[WHAT TO WORK ON]
Change every occurrence of "single point" to "one point" in the listing below, leaving everything else as it is.
-------- LISTING
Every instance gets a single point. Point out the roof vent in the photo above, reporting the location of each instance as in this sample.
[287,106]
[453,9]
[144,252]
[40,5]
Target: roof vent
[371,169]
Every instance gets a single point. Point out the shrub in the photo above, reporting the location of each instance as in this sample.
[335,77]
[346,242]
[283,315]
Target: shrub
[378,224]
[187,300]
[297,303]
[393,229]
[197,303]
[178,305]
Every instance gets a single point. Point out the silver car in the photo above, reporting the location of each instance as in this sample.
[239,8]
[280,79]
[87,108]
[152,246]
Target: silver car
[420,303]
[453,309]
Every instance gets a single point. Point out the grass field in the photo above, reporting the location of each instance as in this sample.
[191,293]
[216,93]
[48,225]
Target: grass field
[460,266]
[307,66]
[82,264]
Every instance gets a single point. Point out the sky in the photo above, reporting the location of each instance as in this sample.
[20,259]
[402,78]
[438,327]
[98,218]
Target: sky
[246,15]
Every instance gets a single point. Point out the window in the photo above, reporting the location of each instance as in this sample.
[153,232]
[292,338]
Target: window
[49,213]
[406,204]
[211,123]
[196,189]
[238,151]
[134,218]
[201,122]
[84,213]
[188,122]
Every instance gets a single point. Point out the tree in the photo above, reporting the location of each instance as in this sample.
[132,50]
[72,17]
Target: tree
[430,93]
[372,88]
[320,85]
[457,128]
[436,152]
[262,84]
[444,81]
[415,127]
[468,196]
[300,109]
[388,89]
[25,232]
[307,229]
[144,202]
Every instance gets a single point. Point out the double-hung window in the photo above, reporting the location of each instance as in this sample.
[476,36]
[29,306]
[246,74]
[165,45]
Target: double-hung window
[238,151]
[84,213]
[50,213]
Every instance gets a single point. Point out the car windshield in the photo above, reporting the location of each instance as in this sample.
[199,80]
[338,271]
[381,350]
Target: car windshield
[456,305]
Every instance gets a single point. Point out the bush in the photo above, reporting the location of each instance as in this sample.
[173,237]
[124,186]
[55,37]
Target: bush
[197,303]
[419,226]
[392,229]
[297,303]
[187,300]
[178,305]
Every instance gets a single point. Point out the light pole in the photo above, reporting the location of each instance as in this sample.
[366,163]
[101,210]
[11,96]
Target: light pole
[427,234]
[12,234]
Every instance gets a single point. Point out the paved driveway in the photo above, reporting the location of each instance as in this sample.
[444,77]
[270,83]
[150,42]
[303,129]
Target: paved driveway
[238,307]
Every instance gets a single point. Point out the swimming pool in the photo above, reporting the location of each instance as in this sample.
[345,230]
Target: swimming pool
----------------
[RESULT BELOW]
Every instance gets a one point. Point out the roof vent in the photo above, reporting the location of each instance as in this sample.
[287,106]
[453,9]
[144,252]
[40,5]
Target: roof vent
[371,169]
Every instance gets a one point. Point out the shrub in the photo above, reporting the location of each instance as in this sample.
[335,77]
[346,242]
[283,315]
Target: shrub
[378,224]
[187,300]
[297,303]
[393,229]
[197,303]
[178,305]
Every instance gets a one point. Point out the silver car in the photo above, reporting the location of each instance as in this sample.
[239,8]
[280,79]
[87,108]
[152,246]
Target: silver car
[420,303]
[453,309]
Every instance gets a one point. Point out the grass field in the photo above, reporting the location of each instance as in this sample.
[191,293]
[216,93]
[48,225]
Target: grass field
[460,266]
[307,66]
[82,264]
Every instance gets a one point. Point out the sky in the photo above, reporting the location of each instance as in this sample.
[20,259]
[402,78]
[438,327]
[98,218]
Target: sky
[246,15]
Every instance gets a one point. Point out the window in the photo above, reporting the location of each instance as in this sample.
[153,232]
[292,338]
Target: window
[49,213]
[406,204]
[211,123]
[196,189]
[238,151]
[134,218]
[201,122]
[84,213]
[188,122]
Every instance gets a one point. Point out the tree in the photo above, reporting the location of each instance as in this sample.
[132,50]
[72,17]
Target: tree
[430,93]
[372,88]
[320,85]
[457,128]
[436,152]
[262,84]
[444,81]
[415,127]
[468,196]
[300,109]
[388,89]
[25,232]
[307,229]
[144,202]
Every instance gets a one point. Point out the double-hung window in the photo above, reporting the location of each instance as in this sample.
[476,36]
[29,306]
[246,74]
[165,45]
Target: double-hung window
[238,151]
[84,213]
[50,213]
Every instance gets a one point. Point out the car windshield in the photo above, reporting the location of each instance as in this sample.
[199,80]
[338,271]
[381,350]
Target: car windshield
[456,305]
Every instance gets a one point. Point out the bush in the photo above, reporting the location of each instance as in this sample.
[173,237]
[124,186]
[55,37]
Target: bush
[197,303]
[419,226]
[392,229]
[297,303]
[187,300]
[178,305]
Every instance gets a one point. Point out the light pole in the photo above, reporting the location of each instance as in this sample.
[366,163]
[101,210]
[11,96]
Target: light pole
[427,234]
[12,234]
Every instance gets a one point. Point out the paved driveway in the photo above, reporting the location of each instance as in this sample.
[444,77]
[270,83]
[150,42]
[303,129]
Target: paved driveway
[238,307]
Every instance gets a one point. Point out the swimming pool in the photo above, reporting the location of each instance as in this sample.
[345,230]
Target: swimming pool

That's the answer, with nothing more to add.